Please return every entry below exactly as written, without any of its pictures.
*** Opening Raw data ***
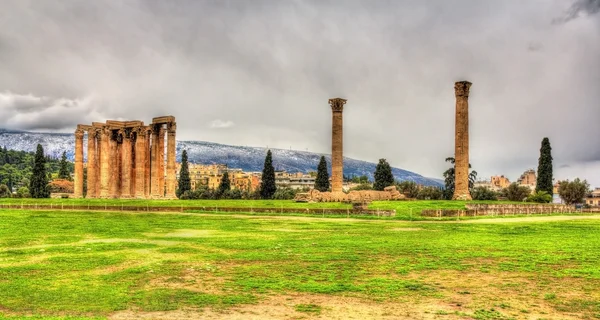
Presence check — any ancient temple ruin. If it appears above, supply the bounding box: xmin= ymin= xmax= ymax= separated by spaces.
xmin=73 ymin=116 xmax=177 ymax=199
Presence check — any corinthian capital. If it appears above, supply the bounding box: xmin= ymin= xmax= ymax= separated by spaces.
xmin=328 ymin=98 xmax=347 ymax=113
xmin=75 ymin=128 xmax=85 ymax=139
xmin=454 ymin=81 xmax=472 ymax=97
*** Closing Raw data ***
Reply to the task -
Presence check — any ancient temple ruin. If it appears above, supply the bounding box: xmin= ymin= xmax= ymax= separated by spaces.
xmin=73 ymin=116 xmax=177 ymax=199
Presence check — any corinthian capital. If it appears above, supply the bounding box: xmin= ymin= xmax= ymax= separated by spaces.
xmin=328 ymin=98 xmax=347 ymax=113
xmin=75 ymin=128 xmax=85 ymax=139
xmin=454 ymin=81 xmax=472 ymax=97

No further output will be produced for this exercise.